- Zu lesender Text -

____________________

Schaufenster eines Buchladens
Um diese Aufkleber auf den Schaufenstern geht es: Die Buchhändlerin Claudia Stapp soll sie laut Werbesatzung entfernen und durch einfarbige graue Folien ersetzen. Bildrechte: MDR/Anna Hönig

Marketing Ärger um Schaufenster-Werbung: Erfurter Händlerin fühlt sich von Stadt gegängelt

15. Juli 2023, 09:22 Uhr

Zwei Schilder oder nur eins? Wie groß dürfen Aufkleber auf Schaufenstern in der Erfurter Innenstadt sein? Und welche Farbe ist für die Beleuchtung erlaubt? Händler müssen sich in Sachen Werbung an viele Vorgaben halten. Das hat schon häufig zu Konflikten geführt. Denn die Vorgaben der Stadt sind für die Händler nicht immer nachvollziehbar. Wir haben eine Buchhändlerin besucht.

____________________

[Erfasste Daten]
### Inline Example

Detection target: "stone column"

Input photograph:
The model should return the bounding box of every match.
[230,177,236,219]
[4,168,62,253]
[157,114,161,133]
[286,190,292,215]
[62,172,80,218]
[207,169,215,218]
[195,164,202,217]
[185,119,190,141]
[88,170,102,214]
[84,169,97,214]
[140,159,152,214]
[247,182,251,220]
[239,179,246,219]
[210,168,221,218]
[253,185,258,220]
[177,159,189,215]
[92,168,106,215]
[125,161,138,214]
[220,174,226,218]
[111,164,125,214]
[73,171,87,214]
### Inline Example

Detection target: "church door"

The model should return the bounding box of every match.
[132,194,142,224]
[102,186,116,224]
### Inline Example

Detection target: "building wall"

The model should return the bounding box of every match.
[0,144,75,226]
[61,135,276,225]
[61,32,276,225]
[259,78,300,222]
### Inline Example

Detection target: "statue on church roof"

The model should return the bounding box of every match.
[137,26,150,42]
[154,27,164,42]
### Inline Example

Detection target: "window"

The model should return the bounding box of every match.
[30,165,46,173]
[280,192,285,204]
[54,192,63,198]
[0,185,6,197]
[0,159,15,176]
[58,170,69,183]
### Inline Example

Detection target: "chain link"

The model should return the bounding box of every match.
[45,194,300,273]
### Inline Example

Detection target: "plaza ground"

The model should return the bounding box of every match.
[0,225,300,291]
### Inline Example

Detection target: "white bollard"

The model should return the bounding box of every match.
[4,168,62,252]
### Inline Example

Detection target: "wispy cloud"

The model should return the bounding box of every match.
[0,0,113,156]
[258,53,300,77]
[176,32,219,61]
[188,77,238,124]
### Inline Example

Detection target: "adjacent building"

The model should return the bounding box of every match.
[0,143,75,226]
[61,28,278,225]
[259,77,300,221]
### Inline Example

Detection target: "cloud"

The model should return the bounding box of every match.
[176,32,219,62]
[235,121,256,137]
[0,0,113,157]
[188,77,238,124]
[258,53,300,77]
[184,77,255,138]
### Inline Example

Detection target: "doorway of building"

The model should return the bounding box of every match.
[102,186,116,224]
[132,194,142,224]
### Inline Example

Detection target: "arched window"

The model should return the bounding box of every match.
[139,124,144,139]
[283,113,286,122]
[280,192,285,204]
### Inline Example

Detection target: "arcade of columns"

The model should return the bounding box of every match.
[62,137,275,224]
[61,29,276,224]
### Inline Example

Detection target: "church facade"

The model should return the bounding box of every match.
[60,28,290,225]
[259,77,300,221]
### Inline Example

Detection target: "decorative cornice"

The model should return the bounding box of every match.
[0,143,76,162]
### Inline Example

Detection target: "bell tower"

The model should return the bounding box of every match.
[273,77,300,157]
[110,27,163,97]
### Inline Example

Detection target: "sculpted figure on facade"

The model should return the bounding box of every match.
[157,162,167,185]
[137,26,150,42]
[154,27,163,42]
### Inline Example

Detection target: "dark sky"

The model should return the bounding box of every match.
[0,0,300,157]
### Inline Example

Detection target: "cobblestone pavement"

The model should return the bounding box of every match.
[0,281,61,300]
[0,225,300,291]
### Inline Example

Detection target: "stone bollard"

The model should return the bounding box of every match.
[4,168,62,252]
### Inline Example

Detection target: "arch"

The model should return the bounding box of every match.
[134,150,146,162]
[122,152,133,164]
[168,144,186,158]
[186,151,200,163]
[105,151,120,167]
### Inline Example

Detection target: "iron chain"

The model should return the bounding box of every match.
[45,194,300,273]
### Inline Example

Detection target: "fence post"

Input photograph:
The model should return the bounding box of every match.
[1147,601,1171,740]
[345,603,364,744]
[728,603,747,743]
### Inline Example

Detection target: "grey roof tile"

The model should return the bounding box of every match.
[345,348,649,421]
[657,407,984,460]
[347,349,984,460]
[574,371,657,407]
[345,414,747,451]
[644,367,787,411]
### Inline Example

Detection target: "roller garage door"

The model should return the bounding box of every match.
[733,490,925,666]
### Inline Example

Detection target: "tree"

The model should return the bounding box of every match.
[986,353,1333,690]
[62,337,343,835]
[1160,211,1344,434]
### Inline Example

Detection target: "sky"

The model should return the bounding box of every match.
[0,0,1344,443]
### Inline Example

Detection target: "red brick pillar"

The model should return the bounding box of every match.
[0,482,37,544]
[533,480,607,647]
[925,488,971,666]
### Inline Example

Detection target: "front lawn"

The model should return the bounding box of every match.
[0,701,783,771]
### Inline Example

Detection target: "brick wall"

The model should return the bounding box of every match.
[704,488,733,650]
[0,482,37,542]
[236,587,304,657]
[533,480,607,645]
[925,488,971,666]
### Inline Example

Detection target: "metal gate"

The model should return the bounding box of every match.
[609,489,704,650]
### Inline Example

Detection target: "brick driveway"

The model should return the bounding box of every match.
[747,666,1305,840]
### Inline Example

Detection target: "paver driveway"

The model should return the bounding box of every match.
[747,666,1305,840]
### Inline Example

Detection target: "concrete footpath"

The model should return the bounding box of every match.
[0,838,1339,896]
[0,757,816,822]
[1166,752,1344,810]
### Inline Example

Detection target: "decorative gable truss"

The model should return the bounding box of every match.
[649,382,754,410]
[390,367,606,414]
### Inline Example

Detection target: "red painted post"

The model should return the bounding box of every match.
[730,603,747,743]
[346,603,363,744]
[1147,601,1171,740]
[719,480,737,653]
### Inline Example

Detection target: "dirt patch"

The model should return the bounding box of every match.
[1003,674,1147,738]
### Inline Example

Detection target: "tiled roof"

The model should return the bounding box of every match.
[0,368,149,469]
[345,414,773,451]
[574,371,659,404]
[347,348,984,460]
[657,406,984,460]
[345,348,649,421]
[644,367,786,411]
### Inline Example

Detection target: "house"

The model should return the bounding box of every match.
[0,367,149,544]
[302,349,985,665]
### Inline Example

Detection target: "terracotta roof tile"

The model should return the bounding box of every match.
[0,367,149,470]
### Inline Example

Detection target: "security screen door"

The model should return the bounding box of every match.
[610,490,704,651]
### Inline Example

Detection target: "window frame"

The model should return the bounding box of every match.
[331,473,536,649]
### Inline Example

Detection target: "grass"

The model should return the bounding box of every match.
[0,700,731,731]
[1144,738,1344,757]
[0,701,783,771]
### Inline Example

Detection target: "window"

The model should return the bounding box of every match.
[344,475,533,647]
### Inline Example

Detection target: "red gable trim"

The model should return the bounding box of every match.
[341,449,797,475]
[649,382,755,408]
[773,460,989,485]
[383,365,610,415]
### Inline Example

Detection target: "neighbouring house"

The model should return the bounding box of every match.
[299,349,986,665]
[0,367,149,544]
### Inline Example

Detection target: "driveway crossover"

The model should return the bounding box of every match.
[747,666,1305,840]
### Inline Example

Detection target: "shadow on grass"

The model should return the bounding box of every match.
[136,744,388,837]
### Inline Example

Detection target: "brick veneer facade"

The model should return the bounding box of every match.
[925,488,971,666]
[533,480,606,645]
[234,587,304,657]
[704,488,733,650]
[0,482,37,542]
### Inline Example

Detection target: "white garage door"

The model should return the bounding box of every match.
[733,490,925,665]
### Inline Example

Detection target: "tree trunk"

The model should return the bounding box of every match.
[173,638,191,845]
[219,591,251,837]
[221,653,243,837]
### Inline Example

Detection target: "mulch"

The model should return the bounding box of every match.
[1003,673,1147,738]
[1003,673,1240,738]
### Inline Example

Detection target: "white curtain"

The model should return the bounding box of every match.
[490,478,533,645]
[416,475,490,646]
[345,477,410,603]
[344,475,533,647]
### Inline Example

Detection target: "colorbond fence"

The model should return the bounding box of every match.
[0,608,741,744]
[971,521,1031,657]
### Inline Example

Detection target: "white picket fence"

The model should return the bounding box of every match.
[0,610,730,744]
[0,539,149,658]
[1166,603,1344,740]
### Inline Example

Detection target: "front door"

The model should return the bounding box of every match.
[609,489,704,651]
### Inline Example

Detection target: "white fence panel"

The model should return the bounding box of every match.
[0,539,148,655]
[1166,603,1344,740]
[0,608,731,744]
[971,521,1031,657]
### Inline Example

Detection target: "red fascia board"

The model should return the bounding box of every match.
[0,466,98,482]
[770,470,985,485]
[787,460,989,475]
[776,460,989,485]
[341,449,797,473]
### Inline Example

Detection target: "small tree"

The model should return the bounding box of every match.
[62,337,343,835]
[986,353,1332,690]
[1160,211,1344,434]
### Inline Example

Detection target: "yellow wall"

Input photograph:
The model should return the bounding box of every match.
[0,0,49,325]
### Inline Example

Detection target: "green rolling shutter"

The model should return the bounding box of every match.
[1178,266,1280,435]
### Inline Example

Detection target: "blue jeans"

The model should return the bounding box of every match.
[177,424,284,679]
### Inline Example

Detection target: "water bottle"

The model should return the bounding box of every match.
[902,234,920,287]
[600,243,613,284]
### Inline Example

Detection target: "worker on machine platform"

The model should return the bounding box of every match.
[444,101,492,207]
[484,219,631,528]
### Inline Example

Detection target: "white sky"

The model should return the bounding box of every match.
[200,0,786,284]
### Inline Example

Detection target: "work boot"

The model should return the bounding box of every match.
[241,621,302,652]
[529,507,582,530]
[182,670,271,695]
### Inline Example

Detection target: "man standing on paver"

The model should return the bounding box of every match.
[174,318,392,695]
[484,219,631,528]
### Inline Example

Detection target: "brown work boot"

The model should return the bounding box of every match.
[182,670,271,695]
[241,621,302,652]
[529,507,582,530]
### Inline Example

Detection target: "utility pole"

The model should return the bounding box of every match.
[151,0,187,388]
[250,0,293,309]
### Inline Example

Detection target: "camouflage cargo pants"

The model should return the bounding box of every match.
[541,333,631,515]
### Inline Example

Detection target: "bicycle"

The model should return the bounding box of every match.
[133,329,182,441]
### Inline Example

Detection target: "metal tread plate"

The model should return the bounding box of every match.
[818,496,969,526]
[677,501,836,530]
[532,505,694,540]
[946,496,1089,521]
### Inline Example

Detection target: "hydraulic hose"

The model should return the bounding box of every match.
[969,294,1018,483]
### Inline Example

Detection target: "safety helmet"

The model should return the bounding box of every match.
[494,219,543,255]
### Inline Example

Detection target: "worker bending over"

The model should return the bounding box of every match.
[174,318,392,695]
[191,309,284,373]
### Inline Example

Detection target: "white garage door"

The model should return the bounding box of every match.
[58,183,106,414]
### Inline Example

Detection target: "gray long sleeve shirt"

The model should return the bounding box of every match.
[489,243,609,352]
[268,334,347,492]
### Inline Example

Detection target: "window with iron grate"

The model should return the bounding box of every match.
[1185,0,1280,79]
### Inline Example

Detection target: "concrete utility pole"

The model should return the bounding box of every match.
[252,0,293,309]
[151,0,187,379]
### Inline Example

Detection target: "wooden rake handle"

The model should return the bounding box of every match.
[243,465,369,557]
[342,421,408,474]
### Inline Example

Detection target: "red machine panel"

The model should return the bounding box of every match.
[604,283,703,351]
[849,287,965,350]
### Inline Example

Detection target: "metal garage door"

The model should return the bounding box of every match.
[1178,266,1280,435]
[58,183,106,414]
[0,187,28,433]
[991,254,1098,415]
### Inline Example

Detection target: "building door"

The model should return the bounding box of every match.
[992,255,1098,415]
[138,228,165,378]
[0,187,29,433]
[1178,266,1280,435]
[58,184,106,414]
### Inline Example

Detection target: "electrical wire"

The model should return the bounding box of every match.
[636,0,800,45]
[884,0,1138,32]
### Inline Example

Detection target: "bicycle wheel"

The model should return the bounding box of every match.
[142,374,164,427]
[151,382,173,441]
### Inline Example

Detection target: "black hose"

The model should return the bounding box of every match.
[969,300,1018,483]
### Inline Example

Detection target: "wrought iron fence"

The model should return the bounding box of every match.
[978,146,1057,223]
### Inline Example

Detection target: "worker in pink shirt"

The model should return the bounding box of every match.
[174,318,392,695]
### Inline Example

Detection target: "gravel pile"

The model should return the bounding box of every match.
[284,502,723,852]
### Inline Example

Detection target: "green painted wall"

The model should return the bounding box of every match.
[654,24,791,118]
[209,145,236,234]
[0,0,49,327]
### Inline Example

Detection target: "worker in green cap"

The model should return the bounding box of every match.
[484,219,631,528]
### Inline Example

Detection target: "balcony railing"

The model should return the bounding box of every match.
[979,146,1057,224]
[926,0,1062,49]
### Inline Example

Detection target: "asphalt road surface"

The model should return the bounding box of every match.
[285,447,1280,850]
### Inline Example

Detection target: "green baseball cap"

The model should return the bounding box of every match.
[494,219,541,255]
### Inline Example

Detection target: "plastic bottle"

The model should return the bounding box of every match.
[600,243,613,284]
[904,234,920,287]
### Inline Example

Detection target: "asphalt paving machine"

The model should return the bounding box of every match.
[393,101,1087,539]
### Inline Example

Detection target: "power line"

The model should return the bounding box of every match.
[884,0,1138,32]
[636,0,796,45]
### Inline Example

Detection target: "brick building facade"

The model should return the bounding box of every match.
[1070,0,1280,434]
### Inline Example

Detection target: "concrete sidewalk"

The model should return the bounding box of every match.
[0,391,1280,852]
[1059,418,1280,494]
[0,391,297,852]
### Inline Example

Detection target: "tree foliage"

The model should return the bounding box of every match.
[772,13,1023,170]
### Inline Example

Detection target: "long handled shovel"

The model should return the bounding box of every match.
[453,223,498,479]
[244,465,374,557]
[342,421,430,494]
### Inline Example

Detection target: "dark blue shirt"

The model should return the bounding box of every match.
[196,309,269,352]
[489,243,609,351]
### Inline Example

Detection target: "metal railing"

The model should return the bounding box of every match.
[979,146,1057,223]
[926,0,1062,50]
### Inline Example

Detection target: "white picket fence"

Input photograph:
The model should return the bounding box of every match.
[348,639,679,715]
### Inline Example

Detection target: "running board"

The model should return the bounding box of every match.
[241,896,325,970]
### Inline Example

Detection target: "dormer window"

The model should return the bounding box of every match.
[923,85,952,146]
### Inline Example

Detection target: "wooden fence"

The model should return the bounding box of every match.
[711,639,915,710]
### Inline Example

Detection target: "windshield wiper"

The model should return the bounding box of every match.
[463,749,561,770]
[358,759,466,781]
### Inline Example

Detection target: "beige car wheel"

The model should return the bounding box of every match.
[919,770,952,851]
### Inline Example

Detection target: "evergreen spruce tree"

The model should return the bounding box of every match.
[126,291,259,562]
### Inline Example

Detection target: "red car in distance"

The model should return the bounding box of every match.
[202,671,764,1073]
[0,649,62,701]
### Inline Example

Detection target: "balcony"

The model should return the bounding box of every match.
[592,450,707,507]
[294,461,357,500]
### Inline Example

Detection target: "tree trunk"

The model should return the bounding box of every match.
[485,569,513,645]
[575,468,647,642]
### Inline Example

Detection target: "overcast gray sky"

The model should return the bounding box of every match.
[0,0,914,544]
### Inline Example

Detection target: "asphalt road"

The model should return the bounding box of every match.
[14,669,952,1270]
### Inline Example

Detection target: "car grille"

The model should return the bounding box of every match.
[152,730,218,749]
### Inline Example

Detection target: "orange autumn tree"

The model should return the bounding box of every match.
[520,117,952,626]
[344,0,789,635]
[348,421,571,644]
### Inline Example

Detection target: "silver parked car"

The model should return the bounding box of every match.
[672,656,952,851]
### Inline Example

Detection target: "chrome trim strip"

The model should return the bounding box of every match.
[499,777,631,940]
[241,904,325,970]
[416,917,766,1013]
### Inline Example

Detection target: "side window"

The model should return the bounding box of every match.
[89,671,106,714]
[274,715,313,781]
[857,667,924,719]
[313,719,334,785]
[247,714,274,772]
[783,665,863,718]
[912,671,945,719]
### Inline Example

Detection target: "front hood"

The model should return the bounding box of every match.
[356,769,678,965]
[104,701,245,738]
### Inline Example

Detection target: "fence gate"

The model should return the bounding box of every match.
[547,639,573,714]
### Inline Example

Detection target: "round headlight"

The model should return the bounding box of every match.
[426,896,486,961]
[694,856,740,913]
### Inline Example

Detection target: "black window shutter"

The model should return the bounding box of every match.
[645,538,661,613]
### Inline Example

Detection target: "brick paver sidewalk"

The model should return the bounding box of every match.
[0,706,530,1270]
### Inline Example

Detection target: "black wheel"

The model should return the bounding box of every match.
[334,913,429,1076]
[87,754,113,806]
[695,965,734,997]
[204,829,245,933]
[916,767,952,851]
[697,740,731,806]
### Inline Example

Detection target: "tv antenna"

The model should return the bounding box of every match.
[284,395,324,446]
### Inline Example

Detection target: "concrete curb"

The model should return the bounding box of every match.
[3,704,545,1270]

____________________

- Aufgaben zur Übung -
**1.** Beantworten Sie anhand des Artikels über Schaufenster-Werbung in Erfurt diese Fragen:
(a) Womit soll die Buchhändlerin Claudia Stapp die Aufkleber auf den Schaufenstern ersetzen?
(b) An welchem Datum und zu welcher Uhrzeit ist der Artikel erschienen?
(c) Wen hat die Redaktion für den Artikel besucht?
**2.** Schreiben Sie bitte einen Abschnitt aus dem Artikel über Schaufenster-Werbung in Erfurt wörtlich ab, beginnend bei „Schaufenster eines Buchladens“ und endend bei „eine Buchhändlerin besucht.“.

- Die Antworten -
**1.**
(a) Durch einfarbige graue Folien.
(b) Am 15. Juli 2023 um 09:22 Uhr.
(c) Eine Buchhändlerin.

**2.**
Schaufenster eines Buchladens
Um diese Aufkleber auf den Schaufenstern geht es: Die Buchhändlerin Claudia Stapp soll sie laut Werbesatzung entfernen und durch einfarbige graue Folien ersetzen. Bildrechte: MDR/Anna Hönig

Marketing Ärger um Schaufenster-Werbung: Erfurter Händlerin fühlt sich von Stadt gegängelt

15. Juli 2023, 09:22 Uhr

Zwei Schilder oder nur eins? Wie groß dürfen Aufkleber auf Schaufenstern in der Erfurter Innenstadt sein? Und welche Farbe ist für die Beleuchtung erlaubt? Händler müssen sich in Sachen Werbung an viele Vorgaben halten. Das hat schon häufig zu Konflikten geführt. Denn die Vorgaben der Stadt sind für die Händler nicht immer nachvollziehbar. Wir haben eine Buchhändlerin besucht.